● **SET TASK**
Output every line of the data below exactly as it appears, with no changes.
=== STORED ROWS ===
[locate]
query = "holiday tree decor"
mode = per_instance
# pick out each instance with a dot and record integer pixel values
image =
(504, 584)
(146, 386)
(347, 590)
===
● **EXERCISE ANSWER**
[locate]
query = "holiday tree decor"
mode = per_instance
# pick out each instance with a dot and record integer pixel values
image =
(504, 584)
(146, 386)
(347, 590)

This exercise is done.